**Job:**
In the passage on Hammarskjöld below, list the writers named in the sentence beginning "Hammarskjöld read widely".

**Selected passage:**
::::::::
Hammarskjöld read widely: Otto’s Idea of the Holy, Schweitzer, Pascal, Thomas A Kempis, Hesse, Conrad. The writings of the Christian mystics increasingly interested him. He gave a copy of The Cloud of Unknowing to David Ben-Gurion, Prime Minister of Israel in 1953. He loved Saint John of the Cross.  Later he was to meet with Martin Buber and on that last fateful trip was several chapters into translating I and Thou from the German and English, into Swedish. 

 

Hammarsjköld wasn’t one of the leading candidates for the UN position.  The offer came out of the blue, for him and others.  He was thought a good middle of the road candidate from neutral Sweden, who wasn’t a member of any political party and spoke four languages fluently.  He was a quiet,reserved man with moral integrity, intelligence, knowledge and experience in foreign affairs who, it was thought, would toe the line. They didn’t know what they were in for. And in truth, it looks like Hammarskjöld didn’t know either.

 

In 1956 Hammarskjöld wrote in Markings: The road to holiness necessarily passes through the world of action. Hammarskjöld brought a new character, a moral force to the United Nations. His first move as Secretary-General was to tackle the presence of the FBI within the House. The era of what he called “McCarthy-ish hysteria” had led to suspicion and mistrust of many members being secret Communist sympathisers. For Hammarskjöld, the presence of the FBI could only create dysfunction and he found ways for its removal. As well as believing in the integrity of its members, Hammarskjöld espoused the independence of the United Nations as vital for its health and proper functioning. In 1954 he remarked that ‘sometimes (the Secretary-General) will have to voice the wishes of the peoples against this or that government.’ Maintaining this attitude gained him respect, but not popularity in all quarters - particularly amongst the world superpowers.
::::::::
**Record extracts:**
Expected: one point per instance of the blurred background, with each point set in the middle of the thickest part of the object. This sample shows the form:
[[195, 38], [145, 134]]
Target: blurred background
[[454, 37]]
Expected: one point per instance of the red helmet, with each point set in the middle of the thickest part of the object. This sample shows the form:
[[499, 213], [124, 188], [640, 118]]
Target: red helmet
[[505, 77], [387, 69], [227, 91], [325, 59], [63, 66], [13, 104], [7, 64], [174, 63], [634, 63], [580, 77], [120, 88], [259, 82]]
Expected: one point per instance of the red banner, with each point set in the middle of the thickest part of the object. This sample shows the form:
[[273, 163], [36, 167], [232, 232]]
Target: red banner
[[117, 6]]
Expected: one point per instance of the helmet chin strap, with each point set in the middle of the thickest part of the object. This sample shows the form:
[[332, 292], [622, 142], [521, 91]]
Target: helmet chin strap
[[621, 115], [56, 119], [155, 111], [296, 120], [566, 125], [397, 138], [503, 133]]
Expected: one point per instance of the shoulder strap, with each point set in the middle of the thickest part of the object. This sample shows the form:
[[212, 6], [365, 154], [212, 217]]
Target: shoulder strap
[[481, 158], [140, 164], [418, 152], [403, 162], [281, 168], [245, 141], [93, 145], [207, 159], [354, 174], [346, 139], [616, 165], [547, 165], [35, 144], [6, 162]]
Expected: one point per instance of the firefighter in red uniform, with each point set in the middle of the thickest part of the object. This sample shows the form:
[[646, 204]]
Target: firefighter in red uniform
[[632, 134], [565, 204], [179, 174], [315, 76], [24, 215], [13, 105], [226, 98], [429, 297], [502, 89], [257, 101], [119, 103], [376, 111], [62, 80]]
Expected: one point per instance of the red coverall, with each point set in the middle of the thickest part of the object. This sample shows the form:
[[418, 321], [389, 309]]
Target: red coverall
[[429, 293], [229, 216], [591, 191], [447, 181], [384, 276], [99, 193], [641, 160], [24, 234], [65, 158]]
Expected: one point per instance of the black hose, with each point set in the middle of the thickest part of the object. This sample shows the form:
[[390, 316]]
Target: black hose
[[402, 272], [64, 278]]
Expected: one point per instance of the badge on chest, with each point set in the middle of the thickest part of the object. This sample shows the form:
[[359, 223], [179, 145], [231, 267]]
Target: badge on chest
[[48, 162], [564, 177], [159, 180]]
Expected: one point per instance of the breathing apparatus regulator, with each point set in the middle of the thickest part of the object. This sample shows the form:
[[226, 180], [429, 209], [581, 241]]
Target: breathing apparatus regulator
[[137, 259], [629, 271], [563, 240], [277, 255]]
::::::::
**Result:**
Otto, Schweitzer, Pascal, Thomas A Kempis, Hesse, Conrad